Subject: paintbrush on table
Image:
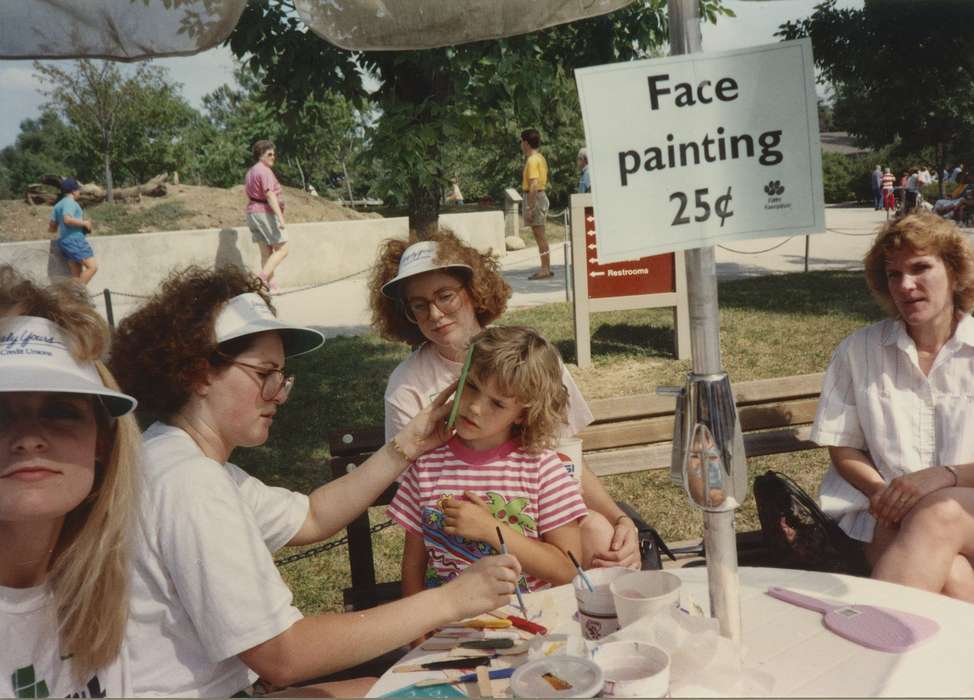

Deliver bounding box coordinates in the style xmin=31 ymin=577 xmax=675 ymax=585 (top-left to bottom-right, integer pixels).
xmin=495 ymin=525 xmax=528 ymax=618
==
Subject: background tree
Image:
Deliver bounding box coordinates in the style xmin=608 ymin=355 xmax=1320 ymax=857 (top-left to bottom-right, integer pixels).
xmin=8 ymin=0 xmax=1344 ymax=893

▶ [Set exercise]
Please pull out, word for word, the lines that begin at the one containing "Subject: paintbrush on table" and stop after the one containing "xmin=495 ymin=525 xmax=528 ymax=618". Leave the pictures out of your answer.

▶ [Answer to this problem]
Subject: paintbrush on table
Image:

Deliver bounding box coordinates in the style xmin=31 ymin=577 xmax=675 ymax=585 (top-left to bottom-right, integer pixels).
xmin=495 ymin=525 xmax=528 ymax=618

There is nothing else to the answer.